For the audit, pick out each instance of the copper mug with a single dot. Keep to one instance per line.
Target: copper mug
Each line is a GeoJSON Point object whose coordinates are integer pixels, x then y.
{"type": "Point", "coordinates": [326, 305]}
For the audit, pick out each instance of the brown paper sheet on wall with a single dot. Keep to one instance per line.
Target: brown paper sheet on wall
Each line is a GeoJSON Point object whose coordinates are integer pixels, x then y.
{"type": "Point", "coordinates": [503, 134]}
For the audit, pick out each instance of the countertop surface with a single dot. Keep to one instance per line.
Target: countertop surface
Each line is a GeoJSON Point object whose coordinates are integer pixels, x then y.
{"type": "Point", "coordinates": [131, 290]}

Problem to work on ▸ Give the listing above again, word for word.

Your response ▸
For the audit, pick out each instance of the copper mug with a single dot. Keep to one instance per line.
Target: copper mug
Each line is a GeoJSON Point object whose coordinates are integer pixels, x then y.
{"type": "Point", "coordinates": [326, 305]}
For the audit, pick out each instance of the brown paper sheet on wall with a single dot. Keep to one instance per line.
Target: brown paper sheet on wall
Each line is a GeoJSON Point object whose coordinates are integer pixels, x then y.
{"type": "Point", "coordinates": [503, 134]}
For the audit, pick out each instance of the countertop surface with a single dot. Keep to one instance per line.
Target: countertop surface
Each line is a GeoJSON Point object whose coordinates are integer pixels, x then y.
{"type": "Point", "coordinates": [131, 290]}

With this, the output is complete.